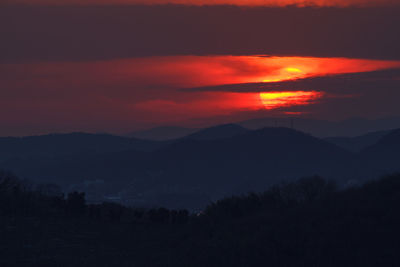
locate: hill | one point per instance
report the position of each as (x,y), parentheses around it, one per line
(358,143)
(163,133)
(218,132)
(69,144)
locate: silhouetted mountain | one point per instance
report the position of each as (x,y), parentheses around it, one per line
(69,144)
(385,154)
(213,163)
(248,162)
(163,133)
(358,143)
(320,128)
(308,222)
(218,132)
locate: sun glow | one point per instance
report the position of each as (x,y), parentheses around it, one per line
(273,100)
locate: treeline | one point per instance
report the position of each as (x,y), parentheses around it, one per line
(20,198)
(309,222)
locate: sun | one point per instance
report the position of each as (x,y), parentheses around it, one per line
(293,70)
(273,100)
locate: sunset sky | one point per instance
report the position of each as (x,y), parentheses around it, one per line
(123,65)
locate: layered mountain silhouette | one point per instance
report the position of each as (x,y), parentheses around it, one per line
(218,132)
(70,144)
(358,143)
(191,171)
(354,127)
(163,133)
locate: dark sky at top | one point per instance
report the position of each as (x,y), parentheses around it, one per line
(116,66)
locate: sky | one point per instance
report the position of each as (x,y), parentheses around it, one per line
(125,65)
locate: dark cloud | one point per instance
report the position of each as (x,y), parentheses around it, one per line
(39,33)
(351,83)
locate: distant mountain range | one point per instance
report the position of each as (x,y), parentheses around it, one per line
(191,171)
(163,133)
(320,128)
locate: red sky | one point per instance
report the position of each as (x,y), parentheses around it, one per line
(116,68)
(118,95)
(216,2)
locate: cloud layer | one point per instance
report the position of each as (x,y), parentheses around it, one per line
(40,33)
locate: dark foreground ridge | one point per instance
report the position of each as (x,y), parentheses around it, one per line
(304,223)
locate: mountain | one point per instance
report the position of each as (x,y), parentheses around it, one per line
(69,144)
(385,154)
(358,143)
(249,162)
(163,133)
(218,132)
(322,128)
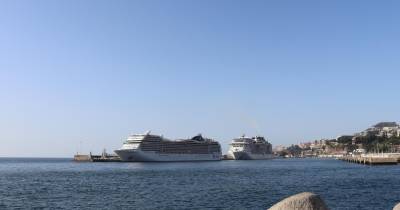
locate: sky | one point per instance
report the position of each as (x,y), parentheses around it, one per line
(80,76)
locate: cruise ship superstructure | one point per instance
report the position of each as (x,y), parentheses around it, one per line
(149,147)
(250,148)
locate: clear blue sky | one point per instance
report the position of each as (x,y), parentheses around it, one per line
(96,71)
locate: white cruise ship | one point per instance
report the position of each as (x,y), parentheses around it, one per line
(149,147)
(246,148)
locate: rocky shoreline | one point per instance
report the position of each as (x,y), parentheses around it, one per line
(305,201)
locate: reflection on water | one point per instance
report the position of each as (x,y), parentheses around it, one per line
(61,183)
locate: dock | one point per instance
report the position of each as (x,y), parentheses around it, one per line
(104,157)
(373,159)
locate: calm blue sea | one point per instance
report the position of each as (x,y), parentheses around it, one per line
(63,184)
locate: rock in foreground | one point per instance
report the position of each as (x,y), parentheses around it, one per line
(397,207)
(301,201)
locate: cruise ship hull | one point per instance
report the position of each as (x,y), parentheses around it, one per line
(249,156)
(150,156)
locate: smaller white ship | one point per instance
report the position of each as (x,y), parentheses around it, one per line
(250,148)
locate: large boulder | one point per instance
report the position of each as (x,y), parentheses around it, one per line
(397,207)
(301,201)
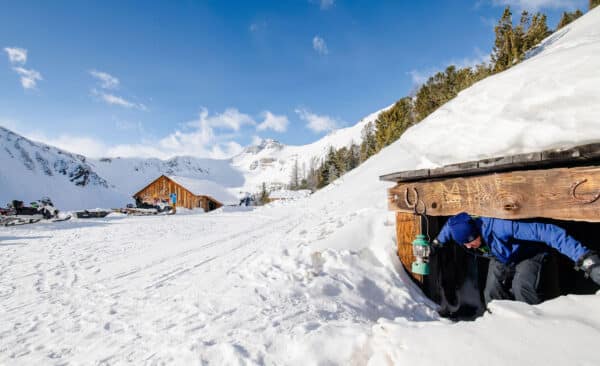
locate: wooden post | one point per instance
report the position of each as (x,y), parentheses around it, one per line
(408,225)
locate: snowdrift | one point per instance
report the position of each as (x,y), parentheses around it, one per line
(314,281)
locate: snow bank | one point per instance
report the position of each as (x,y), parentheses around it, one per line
(313,282)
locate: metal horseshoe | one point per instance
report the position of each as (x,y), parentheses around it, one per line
(582,200)
(415,205)
(411,205)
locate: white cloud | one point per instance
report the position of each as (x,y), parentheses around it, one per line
(29,77)
(118,101)
(199,138)
(106,80)
(320,46)
(273,122)
(257,26)
(226,150)
(230,119)
(16,55)
(317,123)
(256,140)
(326,4)
(538,4)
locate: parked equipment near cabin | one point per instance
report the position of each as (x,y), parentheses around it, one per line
(19,214)
(85,214)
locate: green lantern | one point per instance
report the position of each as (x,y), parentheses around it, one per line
(421,251)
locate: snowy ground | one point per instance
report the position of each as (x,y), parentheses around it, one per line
(309,282)
(253,287)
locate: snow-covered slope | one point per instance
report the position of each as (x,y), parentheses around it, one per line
(272,163)
(308,282)
(30,170)
(129,175)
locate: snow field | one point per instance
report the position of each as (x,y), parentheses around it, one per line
(309,282)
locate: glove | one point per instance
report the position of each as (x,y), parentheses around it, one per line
(435,247)
(590,264)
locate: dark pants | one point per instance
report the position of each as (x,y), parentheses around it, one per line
(520,281)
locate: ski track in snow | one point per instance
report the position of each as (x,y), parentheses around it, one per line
(152,289)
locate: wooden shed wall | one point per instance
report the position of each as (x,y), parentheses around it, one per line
(161,189)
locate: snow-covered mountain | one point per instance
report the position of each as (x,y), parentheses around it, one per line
(31,169)
(272,162)
(316,281)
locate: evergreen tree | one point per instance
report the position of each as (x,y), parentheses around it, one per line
(353,156)
(263,197)
(537,31)
(312,177)
(295,176)
(392,123)
(518,39)
(567,18)
(368,147)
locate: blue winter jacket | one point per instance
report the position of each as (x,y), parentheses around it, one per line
(510,241)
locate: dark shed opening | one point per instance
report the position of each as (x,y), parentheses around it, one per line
(561,187)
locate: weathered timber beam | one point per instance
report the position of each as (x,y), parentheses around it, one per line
(560,193)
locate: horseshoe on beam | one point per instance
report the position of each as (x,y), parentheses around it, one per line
(582,200)
(411,205)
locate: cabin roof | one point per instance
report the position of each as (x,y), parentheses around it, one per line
(553,158)
(202,187)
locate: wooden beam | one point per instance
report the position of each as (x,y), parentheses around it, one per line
(560,193)
(569,157)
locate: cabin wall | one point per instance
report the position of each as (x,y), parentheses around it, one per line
(161,189)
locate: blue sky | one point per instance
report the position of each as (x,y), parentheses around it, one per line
(206,78)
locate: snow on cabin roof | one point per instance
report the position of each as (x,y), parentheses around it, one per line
(201,187)
(289,195)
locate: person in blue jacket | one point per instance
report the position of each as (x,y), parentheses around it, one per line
(516,253)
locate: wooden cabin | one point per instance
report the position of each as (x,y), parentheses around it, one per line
(191,193)
(560,186)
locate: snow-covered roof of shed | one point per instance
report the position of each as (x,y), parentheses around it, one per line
(201,187)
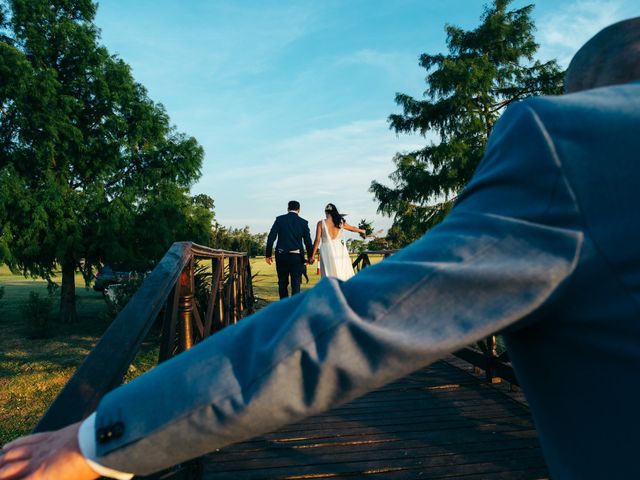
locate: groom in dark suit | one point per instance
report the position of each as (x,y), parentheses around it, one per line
(291,231)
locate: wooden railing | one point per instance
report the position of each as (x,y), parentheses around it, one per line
(484,355)
(189,296)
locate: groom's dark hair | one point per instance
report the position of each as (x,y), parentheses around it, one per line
(293,205)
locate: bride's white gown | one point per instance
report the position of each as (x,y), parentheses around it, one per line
(334,256)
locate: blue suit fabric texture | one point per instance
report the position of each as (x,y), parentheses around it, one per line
(543,245)
(291,231)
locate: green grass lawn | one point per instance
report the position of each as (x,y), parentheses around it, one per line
(32,371)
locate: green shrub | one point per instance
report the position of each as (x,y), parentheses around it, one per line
(119,294)
(36,312)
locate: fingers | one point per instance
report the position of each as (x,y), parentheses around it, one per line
(26,440)
(14,470)
(15,454)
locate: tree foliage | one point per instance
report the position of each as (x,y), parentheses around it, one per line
(485,70)
(86,157)
(238,240)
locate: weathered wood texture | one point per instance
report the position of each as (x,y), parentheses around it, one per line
(168,296)
(440,422)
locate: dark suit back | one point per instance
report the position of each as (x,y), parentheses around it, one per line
(292,233)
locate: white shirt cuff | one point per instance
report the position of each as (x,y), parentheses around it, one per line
(87,442)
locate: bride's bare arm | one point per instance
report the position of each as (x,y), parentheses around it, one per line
(316,244)
(351,228)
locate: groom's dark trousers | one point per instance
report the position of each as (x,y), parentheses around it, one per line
(291,232)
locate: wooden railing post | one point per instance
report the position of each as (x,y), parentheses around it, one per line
(492,360)
(185,307)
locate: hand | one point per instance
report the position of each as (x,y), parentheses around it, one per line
(46,456)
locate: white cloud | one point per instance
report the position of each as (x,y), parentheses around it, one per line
(564,31)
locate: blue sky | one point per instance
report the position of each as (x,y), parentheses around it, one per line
(290,99)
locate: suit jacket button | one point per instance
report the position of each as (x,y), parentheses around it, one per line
(117,429)
(102,435)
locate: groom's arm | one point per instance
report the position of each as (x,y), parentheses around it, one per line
(330,344)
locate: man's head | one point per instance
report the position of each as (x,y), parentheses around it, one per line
(611,57)
(293,206)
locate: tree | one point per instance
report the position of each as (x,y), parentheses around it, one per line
(486,70)
(238,240)
(82,147)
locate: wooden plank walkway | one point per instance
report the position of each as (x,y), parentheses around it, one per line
(440,422)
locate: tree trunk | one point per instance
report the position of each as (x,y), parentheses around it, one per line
(68,293)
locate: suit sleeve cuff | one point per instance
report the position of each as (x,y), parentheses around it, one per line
(87,443)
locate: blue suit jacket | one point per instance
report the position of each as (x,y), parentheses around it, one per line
(544,242)
(292,231)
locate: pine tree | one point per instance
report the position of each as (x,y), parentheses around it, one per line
(485,70)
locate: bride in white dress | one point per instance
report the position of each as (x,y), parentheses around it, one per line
(334,256)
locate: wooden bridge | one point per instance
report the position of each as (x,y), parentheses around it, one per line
(444,421)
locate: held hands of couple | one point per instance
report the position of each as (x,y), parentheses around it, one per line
(46,456)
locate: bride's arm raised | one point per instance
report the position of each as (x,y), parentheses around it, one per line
(316,244)
(351,228)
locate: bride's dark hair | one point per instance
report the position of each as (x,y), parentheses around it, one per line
(337,218)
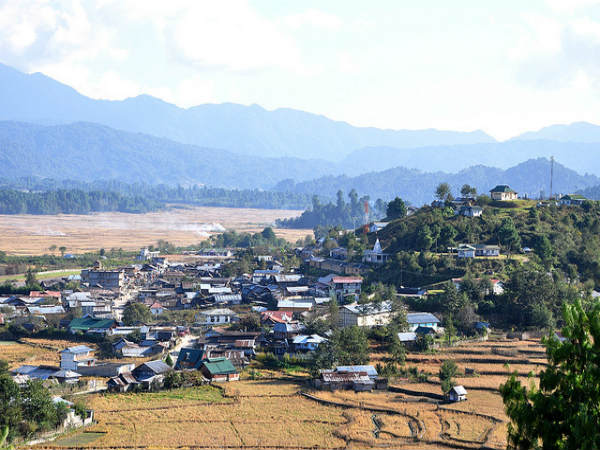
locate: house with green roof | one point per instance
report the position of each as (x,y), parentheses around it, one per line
(189,358)
(90,325)
(572,200)
(503,192)
(219,369)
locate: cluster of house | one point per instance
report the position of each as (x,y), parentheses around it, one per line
(476,250)
(80,361)
(338,260)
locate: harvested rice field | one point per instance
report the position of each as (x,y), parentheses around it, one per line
(182,226)
(286,412)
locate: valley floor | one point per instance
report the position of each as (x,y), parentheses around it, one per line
(282,411)
(182,226)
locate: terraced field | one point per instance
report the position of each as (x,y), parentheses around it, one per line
(287,413)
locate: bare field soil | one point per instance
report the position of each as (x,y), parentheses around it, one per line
(32,235)
(287,413)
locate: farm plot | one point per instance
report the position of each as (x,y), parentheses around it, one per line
(17,354)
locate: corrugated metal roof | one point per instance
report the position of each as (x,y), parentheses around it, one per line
(369,370)
(416,318)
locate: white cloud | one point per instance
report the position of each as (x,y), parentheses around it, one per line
(230,36)
(313,18)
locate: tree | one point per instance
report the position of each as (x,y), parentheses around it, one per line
(424,238)
(136,313)
(543,248)
(564,412)
(350,346)
(452,299)
(396,209)
(447,372)
(508,235)
(450,330)
(468,191)
(443,192)
(4,445)
(249,322)
(397,350)
(10,404)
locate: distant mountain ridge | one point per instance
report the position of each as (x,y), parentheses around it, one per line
(87,152)
(580,156)
(241,129)
(574,132)
(530,178)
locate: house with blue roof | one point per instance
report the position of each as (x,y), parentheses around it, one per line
(424,320)
(189,358)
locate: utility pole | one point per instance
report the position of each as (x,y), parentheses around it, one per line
(551,175)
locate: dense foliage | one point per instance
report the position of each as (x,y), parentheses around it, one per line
(29,410)
(265,238)
(564,412)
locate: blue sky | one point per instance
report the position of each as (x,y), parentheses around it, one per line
(501,66)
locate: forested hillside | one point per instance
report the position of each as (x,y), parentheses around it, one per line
(85,151)
(71,197)
(528,178)
(248,130)
(341,213)
(564,259)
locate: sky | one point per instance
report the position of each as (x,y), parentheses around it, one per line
(501,66)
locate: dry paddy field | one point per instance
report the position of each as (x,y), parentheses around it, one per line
(32,235)
(286,413)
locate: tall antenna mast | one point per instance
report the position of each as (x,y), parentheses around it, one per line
(551,175)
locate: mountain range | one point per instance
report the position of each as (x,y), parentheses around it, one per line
(87,152)
(248,130)
(529,178)
(48,129)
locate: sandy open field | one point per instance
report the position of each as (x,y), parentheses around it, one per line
(30,235)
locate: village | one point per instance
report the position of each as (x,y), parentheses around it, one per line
(301,321)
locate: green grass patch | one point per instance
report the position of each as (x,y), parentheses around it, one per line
(78,439)
(207,394)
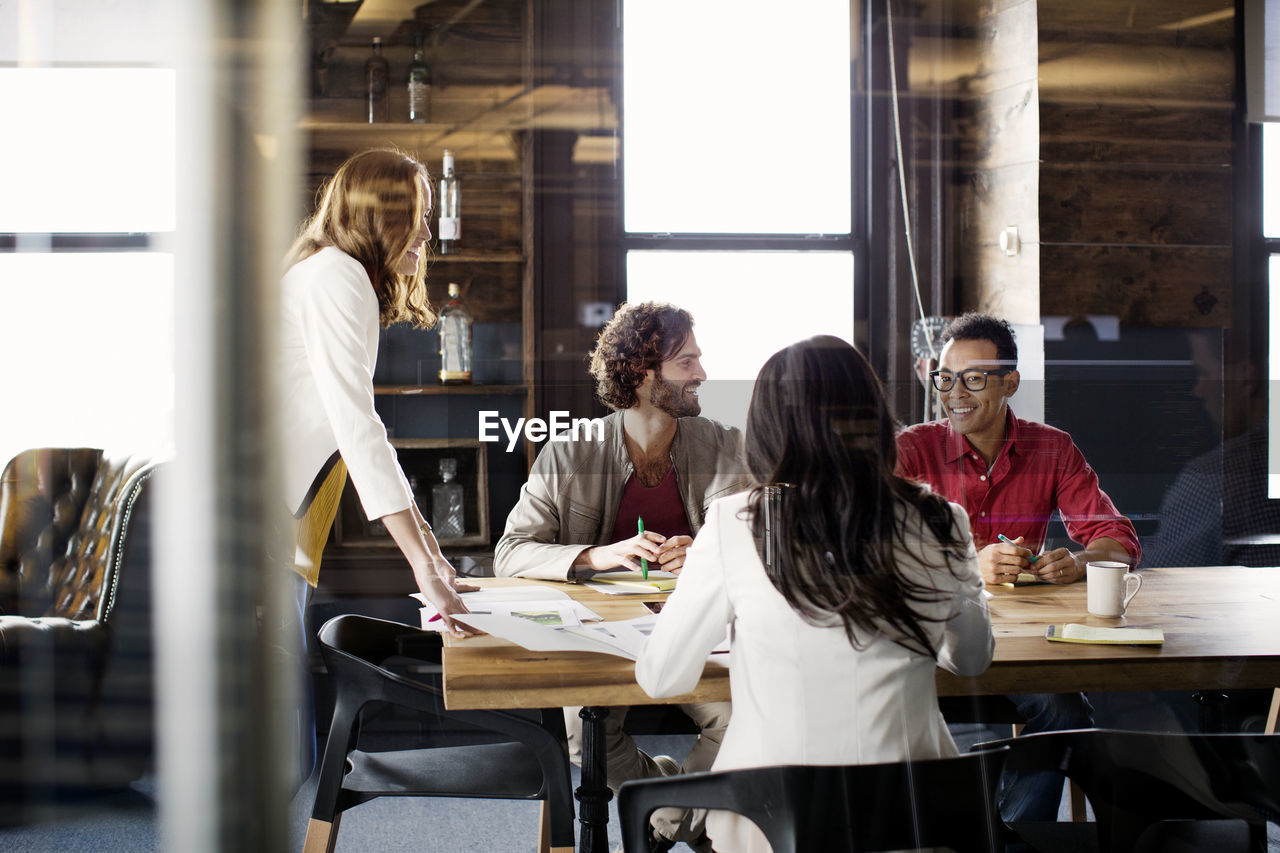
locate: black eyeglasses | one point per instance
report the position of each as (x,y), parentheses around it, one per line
(973,379)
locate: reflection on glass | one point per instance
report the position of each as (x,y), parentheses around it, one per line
(746,306)
(87,149)
(94,338)
(736,117)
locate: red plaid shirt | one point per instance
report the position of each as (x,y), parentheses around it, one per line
(1040,469)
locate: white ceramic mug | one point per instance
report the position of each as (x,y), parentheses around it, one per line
(1109,587)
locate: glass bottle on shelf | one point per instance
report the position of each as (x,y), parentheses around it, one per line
(378,74)
(448,518)
(419,85)
(449,229)
(455,341)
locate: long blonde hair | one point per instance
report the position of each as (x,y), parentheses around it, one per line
(370,209)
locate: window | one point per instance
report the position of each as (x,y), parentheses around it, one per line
(87,299)
(736,177)
(1271,246)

• [PROBLEM]:
Look through the listing and return each line containing the word "bride".

• [ANSWER SECTION]:
locate: bride's white gown | one point per instance
locate: bride's bare arm | one point per instance
locate: bride in white dress | one point per instance
locate: bride's arm raised | one point per instance
locate: bride's dark hair | one point per instance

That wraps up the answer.